Stored data entries:
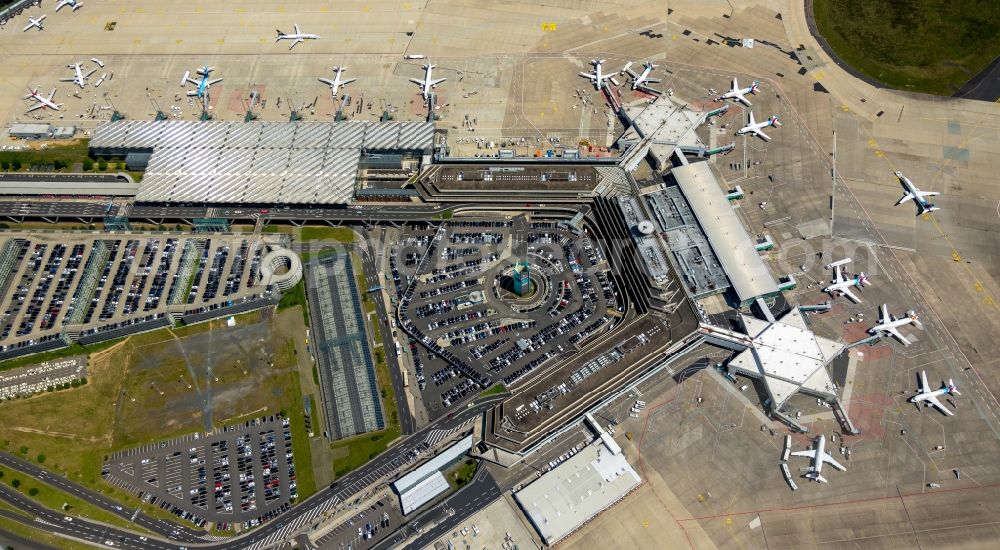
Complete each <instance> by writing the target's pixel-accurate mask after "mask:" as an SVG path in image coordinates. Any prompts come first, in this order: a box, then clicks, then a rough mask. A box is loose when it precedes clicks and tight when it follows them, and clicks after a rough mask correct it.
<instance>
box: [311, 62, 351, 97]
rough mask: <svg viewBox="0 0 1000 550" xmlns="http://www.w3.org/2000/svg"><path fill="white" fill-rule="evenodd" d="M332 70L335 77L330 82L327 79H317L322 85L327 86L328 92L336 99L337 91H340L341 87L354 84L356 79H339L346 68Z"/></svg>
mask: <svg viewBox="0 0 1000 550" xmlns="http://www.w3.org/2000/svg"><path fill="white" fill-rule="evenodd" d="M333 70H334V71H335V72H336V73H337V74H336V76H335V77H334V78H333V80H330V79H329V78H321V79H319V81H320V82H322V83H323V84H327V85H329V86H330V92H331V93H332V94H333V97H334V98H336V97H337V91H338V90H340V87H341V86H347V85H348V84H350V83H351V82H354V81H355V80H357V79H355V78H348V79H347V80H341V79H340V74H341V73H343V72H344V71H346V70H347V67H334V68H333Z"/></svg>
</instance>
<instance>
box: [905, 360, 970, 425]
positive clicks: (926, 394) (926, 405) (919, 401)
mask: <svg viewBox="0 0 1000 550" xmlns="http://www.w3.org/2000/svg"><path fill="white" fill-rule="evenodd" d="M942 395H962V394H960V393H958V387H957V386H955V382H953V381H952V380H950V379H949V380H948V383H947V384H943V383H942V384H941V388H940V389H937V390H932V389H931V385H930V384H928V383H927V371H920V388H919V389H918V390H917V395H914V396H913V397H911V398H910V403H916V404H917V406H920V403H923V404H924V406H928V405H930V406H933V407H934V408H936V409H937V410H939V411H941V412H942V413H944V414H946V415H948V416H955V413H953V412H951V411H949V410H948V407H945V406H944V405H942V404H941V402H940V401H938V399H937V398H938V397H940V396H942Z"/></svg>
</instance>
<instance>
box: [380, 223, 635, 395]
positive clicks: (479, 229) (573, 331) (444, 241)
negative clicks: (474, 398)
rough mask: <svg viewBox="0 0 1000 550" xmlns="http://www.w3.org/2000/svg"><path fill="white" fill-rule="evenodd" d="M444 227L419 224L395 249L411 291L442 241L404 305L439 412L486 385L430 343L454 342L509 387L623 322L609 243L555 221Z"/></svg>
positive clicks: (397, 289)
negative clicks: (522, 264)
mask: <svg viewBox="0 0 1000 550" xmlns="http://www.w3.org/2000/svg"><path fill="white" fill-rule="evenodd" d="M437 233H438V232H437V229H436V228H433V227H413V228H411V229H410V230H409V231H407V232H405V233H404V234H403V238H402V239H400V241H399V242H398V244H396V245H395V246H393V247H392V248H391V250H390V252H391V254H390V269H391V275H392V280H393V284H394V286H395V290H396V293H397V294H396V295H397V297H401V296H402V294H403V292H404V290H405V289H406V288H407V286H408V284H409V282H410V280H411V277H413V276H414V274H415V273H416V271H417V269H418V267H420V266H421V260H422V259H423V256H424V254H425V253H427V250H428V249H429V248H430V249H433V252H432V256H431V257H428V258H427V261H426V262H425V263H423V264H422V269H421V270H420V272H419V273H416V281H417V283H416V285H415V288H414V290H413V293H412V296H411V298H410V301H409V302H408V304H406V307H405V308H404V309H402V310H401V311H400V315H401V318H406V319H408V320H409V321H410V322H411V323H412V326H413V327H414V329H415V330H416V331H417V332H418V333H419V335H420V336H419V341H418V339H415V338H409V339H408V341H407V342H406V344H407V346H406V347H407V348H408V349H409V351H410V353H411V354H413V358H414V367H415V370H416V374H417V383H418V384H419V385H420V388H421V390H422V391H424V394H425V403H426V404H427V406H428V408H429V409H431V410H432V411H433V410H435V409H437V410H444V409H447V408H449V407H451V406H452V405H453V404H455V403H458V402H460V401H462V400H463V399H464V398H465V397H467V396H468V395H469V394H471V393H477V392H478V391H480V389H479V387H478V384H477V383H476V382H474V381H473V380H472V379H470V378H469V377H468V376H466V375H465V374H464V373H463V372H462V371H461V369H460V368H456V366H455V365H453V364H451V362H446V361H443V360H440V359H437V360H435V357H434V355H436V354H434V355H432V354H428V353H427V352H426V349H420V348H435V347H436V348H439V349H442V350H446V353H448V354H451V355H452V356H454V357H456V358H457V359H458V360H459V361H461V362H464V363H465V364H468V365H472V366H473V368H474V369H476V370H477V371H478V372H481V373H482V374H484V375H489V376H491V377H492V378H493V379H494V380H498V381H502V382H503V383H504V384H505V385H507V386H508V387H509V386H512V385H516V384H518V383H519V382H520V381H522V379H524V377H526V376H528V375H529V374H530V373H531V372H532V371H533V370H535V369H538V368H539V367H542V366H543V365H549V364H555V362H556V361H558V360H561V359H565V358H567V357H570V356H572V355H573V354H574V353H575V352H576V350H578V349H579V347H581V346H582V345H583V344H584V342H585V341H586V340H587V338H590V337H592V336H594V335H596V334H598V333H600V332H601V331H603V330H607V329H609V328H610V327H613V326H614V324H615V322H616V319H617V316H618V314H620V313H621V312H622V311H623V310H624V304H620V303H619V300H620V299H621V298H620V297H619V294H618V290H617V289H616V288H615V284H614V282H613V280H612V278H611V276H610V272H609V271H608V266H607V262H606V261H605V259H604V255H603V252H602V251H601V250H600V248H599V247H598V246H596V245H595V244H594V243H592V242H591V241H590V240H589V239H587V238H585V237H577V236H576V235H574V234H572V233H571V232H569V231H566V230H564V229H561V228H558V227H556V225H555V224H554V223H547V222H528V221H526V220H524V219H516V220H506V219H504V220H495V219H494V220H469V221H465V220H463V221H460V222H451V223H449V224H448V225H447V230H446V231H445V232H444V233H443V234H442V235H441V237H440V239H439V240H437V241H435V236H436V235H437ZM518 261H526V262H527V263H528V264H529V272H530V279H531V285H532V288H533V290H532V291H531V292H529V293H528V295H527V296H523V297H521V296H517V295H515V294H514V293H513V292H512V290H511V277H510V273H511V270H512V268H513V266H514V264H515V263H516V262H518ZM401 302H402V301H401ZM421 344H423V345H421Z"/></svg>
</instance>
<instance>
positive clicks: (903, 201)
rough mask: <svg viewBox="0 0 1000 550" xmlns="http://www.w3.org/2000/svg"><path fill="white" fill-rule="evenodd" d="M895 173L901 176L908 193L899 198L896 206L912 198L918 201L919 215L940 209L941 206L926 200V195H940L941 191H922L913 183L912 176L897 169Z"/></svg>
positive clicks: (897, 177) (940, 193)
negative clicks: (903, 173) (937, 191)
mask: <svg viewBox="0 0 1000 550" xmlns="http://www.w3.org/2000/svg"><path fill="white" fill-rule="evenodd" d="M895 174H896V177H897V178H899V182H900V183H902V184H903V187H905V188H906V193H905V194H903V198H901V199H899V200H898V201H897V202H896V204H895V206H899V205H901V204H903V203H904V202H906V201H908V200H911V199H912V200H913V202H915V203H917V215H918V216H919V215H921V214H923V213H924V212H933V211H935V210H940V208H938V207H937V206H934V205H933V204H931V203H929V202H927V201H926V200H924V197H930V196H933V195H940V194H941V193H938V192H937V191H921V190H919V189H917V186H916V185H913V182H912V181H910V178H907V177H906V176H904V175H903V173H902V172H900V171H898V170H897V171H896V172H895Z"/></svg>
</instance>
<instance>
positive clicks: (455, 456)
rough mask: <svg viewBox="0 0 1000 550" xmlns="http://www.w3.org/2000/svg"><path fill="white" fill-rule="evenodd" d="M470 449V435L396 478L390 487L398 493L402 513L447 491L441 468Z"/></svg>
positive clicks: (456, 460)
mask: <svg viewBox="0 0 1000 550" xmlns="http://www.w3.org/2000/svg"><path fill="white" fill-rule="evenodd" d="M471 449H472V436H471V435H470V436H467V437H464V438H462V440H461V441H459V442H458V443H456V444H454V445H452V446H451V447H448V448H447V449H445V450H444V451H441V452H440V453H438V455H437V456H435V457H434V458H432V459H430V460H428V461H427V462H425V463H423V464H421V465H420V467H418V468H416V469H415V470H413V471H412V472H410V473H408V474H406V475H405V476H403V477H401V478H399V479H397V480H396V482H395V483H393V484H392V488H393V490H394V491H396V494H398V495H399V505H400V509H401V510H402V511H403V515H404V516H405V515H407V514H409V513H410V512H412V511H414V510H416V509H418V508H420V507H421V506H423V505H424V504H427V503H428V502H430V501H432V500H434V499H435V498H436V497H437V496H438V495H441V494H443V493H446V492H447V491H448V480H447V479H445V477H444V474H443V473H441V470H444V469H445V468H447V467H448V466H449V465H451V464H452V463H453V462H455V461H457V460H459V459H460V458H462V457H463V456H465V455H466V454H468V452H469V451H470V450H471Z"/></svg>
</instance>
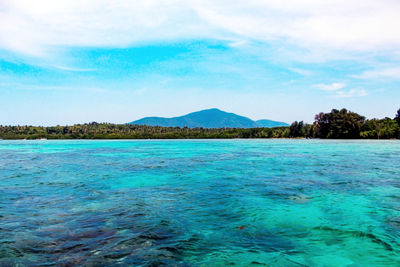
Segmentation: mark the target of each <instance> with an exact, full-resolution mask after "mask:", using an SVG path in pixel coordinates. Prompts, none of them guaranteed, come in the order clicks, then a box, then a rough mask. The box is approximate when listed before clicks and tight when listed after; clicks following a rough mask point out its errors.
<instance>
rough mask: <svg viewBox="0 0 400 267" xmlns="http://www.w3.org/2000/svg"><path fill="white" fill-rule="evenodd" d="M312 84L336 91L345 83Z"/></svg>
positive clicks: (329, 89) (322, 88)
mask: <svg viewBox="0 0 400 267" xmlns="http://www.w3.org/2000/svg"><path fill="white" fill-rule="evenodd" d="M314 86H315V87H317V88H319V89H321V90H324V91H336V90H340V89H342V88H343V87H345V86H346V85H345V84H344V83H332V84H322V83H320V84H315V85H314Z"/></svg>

- PROBLEM TO WORK ON -
List each line from the rows above that contains the string "positive". Case counts.

- SOLVED EXERCISE -
positive clicks: (926, 394) (926, 405) (919, 401)
positive clicks: (479, 229) (573, 331) (444, 241)
positive clicks: (397, 289)
positive clicks: (903, 201)
positive clicks: (897, 177) (940, 193)
positive clicks: (455, 456)
positive clicks: (456, 460)
positive clicks: (329, 89) (322, 88)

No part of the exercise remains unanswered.